What to produce: Would you please give the entries again word for word, with no images in your copy?

Given data:
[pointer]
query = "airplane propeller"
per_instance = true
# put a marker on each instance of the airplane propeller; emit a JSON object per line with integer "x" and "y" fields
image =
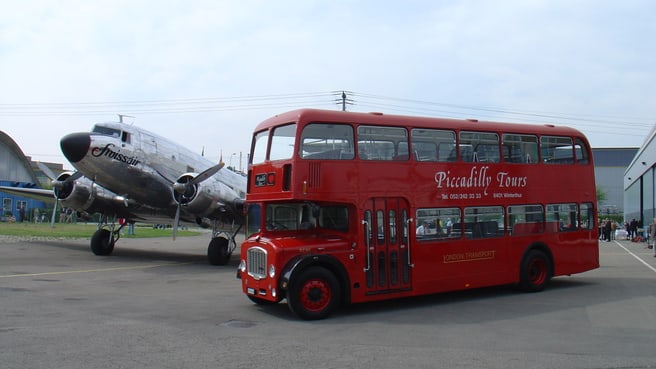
{"x": 186, "y": 190}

Task answer:
[pointer]
query = "airplane propeller"
per_instance = true
# put a marker on each instance of the airplane propeller; emit a JSON object per line with integer "x" and "y" fields
image =
{"x": 186, "y": 190}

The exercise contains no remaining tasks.